» Page text:
--------------------------------
We're conditioned to accept the bare minimum from men it seems. I don't go out and make new guy friends when I'm in a relationship. It's disrespectful. So why the fuck would I tolerate it in a partner? I bet if the shoe were on the other foot he'd have none of it! And rightly so.

They wouldnt fall for anyone new if they weren't deliberately going out of their way to meet and hang around with them in the first place.

Your partner is letting you down and yet you're convinced you're the issue!

It's not jealousy, it's insecurity because your partner has zero moral fibre.

Blimey97 · 02/10/2024 08:10

probablynever · 01/10/2024 22:38

Working on your self esteem is the way forward.

Have you met this person and spent time with them together that might also help.

I can see where your coming fromthough I'd probably be jealous of my husband spending lots of time with and talking highly of a younger hot woman, don't be embarrassed it can happen to any of us.
--------------------------------
» Raw data:

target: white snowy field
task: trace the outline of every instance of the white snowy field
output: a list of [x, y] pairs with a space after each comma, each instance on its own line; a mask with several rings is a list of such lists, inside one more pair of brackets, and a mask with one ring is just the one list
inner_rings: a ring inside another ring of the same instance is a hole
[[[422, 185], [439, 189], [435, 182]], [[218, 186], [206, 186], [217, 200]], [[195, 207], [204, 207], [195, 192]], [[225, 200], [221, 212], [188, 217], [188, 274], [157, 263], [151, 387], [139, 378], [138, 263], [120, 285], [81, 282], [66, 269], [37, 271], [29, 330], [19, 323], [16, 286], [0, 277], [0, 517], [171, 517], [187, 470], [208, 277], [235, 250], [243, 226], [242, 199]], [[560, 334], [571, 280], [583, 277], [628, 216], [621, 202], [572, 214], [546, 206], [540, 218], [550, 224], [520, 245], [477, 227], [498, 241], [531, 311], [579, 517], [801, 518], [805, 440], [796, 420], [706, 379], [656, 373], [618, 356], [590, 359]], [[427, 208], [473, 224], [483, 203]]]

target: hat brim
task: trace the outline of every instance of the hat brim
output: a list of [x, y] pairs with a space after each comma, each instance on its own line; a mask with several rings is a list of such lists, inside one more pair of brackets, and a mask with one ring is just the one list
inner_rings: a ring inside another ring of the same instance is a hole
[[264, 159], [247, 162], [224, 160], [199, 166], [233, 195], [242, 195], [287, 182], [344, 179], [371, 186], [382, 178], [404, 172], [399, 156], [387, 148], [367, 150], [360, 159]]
--------------------------------
» To do: Give the passage of the post about partners again, from the words containing "We're conditioned to" through "the way forward.", and switch "partner" to "spouse".

» Output:
We're conditioned to accept the bare minimum from men it seems. I don't go out and make new guy friends when I'm in a relationship. It's disrespectful. So why the fuck would I tolerate it in a spouse? I bet if the shoe were on the other foot he'd have none of it! And rightly so.

They wouldnt fall for anyone new if they weren't deliberately going out of their way to meet and hang around with them in the first place.

Your spouse is letting you down and yet you're convinced you're the issue!

It's not jealousy, it's insecurity because your spouse has zero moral fibre.

Blimey97 · 02/10/2024 08:10

probablynever · 01/10/2024 22:38

Working on your self esteem is the way forward.